Vastgelegde gegevens:
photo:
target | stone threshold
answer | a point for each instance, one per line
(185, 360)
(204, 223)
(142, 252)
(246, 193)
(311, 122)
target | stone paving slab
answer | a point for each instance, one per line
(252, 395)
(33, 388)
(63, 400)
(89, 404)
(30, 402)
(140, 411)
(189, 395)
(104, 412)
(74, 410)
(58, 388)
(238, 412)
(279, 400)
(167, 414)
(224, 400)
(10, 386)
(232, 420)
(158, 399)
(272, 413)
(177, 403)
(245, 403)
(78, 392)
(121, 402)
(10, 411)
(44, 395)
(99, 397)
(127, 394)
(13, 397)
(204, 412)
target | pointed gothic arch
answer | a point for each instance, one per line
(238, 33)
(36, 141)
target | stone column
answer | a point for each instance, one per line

Taakomschrijving:
Schrijf alle gegevens hierboven opnieuw uit en zet overal "stone pillar" in plaats van "stone column". Verander verder niets.

Antwoord:
photo:
target | stone threshold
answer | a point for each instance, one per line
(185, 360)
(204, 223)
(142, 252)
(246, 193)
(311, 122)
target | stone paving slab
answer | a point for each instance, one per line
(252, 395)
(33, 388)
(63, 400)
(89, 404)
(30, 402)
(140, 411)
(189, 395)
(104, 412)
(74, 410)
(58, 388)
(238, 412)
(279, 400)
(167, 414)
(224, 400)
(10, 386)
(232, 420)
(158, 399)
(272, 413)
(177, 403)
(245, 403)
(78, 392)
(121, 402)
(10, 411)
(44, 395)
(99, 397)
(127, 394)
(13, 397)
(204, 412)
target | pointed gothic arch
answer | a point for each instance, one per line
(238, 33)
(36, 141)
target | stone pillar
answer | a point for each instance, one per line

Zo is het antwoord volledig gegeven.